Text shown
Meanwhile, the WHO (2016) estimated that 80% of people living in urban cities where air pollution monitoring data is available were found to be exposed to thresholds of contamination beyond the recommended WHO guidelines particularly in developing countries. Globally air pollution was estimated to have caused 4.2 million premature deaths during the year 2019 [4,9,18,21,39]. On the same note during the same year air pollution became the 4th leading cause of premature deaths on a global scale [16]. Besides, being a health issue air pollution has also caused productivity losses leading to an estimated 2% loss in the gross domestic product in low-income to middle-income countries [21]. The COVID-19 pandemic has also brought back the spotlight on air quality issues. There is overwhelming evidence that links air pollution and the proliferation of co-morbidities (for example cardiovascular disease, respiratory illnesses, heart disease, diabetes) and an increase in COVID-19 complicated related deaths [3]. The threat is heightened when an individual is exposed to high levels of air pollution. Air pollutants consist of criteria pollutants namely particulate matter (PM), sulphur dioxide (SO2), carbon monoxide (CO), nitrogen oxide (NO2), and ozone (O3) [6]. Particulate matter refers to small solid and liquid matter whose life expectancy can last for hours, days, weeks, months or even years [6]. Of all the pollutants, PM2.5 (aerodynamic diameter of ≤ 2.5 um) is of great concern due to its ability to penetrate interior cells that cause respiratory, cardiovascular conditions, stroke and chronic obstructive pulmonary disease, heart failure, heart attacks, hypertension [3,6] leading to cause-specific premature deaths [9,32]. The health impacts of air pollution are classified as short-term or long-term. The former includes temporary effects like coughing and wheezing which may last for a few minutes up to hours and the latter includes chronic and respiratory illnesses like asthma which may develop over months and years [23].

Directions for this task
Answer these from the air pollution text:
1. How many premature deaths was air pollution estimated to have caused globally in 2019?
2. What estimated loss in gross domestic product did air pollution cause in low-income to middle-income countries?
3. What two temporary effects are given as short-term health impacts of air pollution?
The items that follow have no connection to the air pollution text.

[Referring-expression pointing data]
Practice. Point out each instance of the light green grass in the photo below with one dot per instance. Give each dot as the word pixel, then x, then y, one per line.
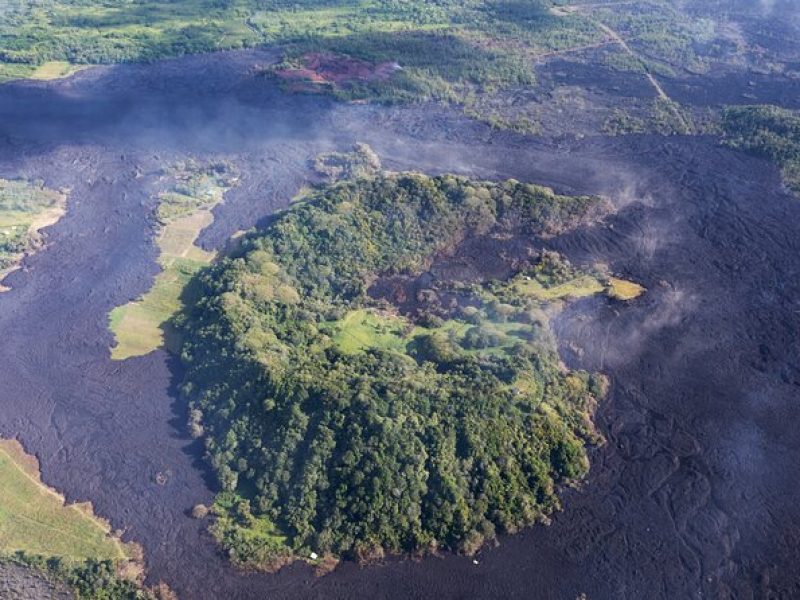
pixel 621 289
pixel 143 325
pixel 579 287
pixel 25 208
pixel 56 69
pixel 34 519
pixel 362 329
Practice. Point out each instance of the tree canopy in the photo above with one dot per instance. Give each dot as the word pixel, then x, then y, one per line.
pixel 420 435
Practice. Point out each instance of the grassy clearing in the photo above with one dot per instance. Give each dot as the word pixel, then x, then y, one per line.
pixel 55 69
pixel 142 326
pixel 35 520
pixel 25 209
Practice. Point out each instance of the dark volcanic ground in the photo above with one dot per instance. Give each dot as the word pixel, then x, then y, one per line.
pixel 695 493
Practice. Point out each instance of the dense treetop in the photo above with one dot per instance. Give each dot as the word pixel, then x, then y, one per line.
pixel 337 425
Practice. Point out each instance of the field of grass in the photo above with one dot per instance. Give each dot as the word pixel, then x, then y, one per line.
pixel 25 208
pixel 142 326
pixel 767 131
pixel 35 520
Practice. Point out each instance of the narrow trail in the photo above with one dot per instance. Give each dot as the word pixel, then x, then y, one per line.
pixel 624 45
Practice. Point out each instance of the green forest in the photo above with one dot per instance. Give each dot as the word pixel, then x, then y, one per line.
pixel 339 427
pixel 767 131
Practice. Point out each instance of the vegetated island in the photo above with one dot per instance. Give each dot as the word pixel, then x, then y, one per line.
pixel 26 207
pixel 351 406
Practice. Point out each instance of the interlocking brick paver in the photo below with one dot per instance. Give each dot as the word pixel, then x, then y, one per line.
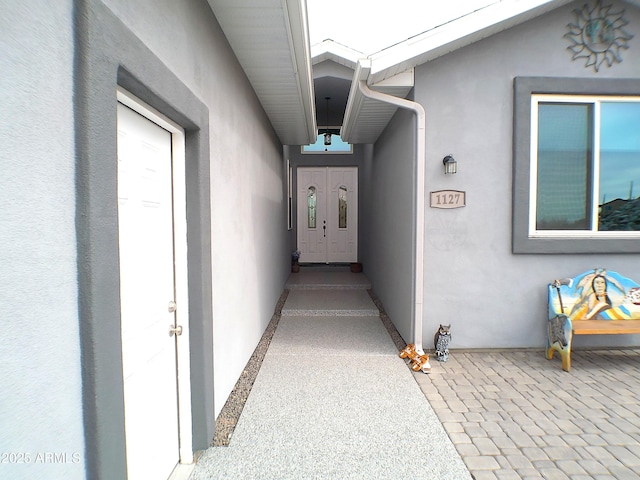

Written answer
1. 4.2 million
2. 2%
3. Coughing and wheezing